### SOURCE DATA ###

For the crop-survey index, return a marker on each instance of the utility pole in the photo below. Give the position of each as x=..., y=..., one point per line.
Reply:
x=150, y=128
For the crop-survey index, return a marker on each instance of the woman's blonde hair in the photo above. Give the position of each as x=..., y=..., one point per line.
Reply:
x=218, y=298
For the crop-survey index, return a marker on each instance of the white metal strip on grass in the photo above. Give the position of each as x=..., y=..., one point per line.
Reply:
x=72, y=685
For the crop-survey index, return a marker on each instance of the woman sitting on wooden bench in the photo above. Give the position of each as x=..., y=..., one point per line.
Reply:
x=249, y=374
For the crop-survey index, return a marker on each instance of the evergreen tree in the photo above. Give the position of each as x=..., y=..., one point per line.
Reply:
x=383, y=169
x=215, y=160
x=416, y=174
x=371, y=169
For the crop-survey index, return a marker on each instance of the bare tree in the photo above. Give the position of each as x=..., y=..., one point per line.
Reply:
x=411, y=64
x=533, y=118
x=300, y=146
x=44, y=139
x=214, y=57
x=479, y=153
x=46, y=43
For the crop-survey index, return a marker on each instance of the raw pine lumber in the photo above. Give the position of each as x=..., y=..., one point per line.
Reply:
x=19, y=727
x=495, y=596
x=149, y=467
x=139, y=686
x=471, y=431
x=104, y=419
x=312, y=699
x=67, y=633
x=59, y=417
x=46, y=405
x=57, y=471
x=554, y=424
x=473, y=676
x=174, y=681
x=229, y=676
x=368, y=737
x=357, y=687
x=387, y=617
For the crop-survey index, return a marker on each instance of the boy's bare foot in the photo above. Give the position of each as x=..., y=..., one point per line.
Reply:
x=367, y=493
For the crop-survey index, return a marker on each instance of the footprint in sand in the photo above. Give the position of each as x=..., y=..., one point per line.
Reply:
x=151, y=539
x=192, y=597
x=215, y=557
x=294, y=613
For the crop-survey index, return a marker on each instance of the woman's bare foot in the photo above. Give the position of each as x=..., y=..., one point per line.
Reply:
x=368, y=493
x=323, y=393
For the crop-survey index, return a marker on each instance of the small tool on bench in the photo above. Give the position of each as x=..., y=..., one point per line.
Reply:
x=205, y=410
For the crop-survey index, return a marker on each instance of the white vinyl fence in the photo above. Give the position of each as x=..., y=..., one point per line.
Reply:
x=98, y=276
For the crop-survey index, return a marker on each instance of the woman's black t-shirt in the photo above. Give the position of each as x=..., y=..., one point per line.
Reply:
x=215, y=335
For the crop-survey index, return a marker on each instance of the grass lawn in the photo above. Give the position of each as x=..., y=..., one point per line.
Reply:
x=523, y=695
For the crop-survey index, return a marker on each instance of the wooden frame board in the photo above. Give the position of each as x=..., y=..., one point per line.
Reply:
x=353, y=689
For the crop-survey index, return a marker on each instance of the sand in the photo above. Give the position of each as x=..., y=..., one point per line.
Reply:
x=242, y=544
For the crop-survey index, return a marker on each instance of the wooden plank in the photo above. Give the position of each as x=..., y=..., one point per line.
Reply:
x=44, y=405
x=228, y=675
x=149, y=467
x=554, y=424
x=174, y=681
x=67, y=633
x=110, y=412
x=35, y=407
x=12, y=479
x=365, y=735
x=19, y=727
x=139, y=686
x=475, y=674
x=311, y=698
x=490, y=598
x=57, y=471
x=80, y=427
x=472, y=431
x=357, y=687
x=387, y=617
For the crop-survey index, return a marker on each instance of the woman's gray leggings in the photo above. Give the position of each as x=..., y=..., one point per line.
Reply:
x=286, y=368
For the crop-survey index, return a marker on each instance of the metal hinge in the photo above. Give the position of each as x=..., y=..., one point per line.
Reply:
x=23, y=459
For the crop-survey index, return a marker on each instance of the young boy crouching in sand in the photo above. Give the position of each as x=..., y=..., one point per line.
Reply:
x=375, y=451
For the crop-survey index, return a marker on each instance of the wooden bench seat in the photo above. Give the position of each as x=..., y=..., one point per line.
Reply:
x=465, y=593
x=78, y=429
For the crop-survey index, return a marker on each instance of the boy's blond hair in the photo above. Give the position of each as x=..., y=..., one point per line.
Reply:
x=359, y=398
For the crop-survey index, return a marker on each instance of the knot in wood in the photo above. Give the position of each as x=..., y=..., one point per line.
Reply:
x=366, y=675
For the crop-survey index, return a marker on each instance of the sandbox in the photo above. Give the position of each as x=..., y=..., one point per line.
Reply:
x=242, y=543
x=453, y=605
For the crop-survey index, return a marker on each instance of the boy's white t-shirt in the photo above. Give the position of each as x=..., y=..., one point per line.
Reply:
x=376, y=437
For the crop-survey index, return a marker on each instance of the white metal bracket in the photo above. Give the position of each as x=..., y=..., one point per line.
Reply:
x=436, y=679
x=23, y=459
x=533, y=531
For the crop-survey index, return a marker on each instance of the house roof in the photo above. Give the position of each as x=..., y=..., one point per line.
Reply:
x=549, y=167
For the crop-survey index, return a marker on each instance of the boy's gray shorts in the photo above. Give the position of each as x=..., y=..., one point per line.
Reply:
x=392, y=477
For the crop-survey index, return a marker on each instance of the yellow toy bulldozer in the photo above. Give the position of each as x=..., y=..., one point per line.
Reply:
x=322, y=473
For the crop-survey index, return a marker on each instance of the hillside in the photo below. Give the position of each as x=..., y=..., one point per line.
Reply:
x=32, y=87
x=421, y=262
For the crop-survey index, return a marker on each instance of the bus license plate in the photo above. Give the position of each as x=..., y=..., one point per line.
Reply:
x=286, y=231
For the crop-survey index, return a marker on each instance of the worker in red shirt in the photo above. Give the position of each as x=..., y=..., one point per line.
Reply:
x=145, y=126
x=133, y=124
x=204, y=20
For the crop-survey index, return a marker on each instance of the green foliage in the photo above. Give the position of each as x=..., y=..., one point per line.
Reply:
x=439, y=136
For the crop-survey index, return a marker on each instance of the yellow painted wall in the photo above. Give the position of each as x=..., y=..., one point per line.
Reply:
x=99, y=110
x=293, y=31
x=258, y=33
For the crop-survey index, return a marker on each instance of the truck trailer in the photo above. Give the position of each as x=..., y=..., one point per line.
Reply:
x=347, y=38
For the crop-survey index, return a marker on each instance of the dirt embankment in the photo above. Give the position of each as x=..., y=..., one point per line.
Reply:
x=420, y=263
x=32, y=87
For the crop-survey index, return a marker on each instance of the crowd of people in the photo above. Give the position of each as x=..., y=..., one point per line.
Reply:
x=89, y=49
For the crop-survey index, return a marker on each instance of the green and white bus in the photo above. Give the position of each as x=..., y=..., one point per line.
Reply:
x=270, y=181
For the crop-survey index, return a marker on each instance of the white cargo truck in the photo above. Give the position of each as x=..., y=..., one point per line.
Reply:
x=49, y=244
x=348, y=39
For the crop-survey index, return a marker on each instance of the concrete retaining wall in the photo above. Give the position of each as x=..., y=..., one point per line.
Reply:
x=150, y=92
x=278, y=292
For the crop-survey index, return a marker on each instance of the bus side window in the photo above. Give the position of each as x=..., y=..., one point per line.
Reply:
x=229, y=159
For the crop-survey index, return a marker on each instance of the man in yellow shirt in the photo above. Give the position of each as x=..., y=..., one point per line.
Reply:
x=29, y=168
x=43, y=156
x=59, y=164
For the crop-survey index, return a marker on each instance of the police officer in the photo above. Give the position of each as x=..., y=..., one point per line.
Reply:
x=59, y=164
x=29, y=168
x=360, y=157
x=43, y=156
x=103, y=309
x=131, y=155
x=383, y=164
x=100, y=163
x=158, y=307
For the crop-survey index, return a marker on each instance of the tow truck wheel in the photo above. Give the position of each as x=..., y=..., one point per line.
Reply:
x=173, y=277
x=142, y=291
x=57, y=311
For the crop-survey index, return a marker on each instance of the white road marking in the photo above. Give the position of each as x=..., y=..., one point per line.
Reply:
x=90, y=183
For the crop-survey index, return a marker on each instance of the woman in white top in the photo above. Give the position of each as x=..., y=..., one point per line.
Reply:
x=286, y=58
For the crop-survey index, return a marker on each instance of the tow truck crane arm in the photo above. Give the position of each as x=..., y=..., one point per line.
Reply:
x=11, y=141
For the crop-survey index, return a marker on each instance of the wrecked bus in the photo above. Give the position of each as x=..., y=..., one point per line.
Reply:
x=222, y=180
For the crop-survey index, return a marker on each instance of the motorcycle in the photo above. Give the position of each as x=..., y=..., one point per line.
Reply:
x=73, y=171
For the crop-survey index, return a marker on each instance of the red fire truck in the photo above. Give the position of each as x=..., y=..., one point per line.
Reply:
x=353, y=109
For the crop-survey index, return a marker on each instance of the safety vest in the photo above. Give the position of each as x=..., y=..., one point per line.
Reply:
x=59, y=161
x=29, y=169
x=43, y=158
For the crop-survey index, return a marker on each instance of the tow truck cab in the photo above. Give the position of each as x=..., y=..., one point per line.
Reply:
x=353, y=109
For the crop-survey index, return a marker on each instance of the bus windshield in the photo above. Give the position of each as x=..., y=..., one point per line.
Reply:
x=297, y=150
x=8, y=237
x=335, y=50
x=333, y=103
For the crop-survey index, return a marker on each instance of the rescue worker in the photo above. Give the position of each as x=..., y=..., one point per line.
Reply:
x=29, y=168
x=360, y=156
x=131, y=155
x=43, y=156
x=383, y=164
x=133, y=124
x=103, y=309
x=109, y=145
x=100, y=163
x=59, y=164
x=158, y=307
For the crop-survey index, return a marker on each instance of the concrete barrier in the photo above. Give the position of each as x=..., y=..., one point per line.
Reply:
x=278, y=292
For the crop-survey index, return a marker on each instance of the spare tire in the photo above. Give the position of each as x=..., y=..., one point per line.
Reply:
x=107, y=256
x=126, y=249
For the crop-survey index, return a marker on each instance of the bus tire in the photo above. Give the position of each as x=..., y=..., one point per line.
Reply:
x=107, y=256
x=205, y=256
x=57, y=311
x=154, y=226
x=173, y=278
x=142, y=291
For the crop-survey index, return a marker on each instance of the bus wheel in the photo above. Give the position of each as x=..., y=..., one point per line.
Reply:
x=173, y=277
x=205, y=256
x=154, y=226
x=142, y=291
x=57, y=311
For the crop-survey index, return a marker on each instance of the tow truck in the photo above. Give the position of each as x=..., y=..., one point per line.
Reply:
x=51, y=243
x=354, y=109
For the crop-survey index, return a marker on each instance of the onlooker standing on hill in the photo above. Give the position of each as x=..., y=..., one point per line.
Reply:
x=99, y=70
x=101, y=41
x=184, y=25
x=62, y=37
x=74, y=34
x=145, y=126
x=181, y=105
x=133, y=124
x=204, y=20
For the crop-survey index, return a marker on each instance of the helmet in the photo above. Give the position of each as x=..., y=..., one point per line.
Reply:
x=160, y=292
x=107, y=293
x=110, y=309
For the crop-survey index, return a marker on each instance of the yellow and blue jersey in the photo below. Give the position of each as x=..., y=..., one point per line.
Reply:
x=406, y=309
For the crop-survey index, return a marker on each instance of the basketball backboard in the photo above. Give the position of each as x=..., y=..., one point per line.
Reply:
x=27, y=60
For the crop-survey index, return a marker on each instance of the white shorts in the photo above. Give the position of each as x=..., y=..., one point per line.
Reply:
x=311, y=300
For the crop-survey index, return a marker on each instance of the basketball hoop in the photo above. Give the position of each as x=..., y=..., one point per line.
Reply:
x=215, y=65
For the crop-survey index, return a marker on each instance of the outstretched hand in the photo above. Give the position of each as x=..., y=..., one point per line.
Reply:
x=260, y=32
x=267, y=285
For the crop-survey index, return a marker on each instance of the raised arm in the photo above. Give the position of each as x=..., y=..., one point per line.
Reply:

###

● **WRITTEN EXERCISE**
In the listing above, reproduce the lines starting with the one that contains "the green and" and going on through the one that contains "x=270, y=181", both included, character for character.

● **RESULT FOR THIS EXERCISE**
For the crop-survey index, return a marker on each instance of the green and white bus in the photo above. Give the position of each as x=..., y=..., one point per line.
Reply:
x=270, y=181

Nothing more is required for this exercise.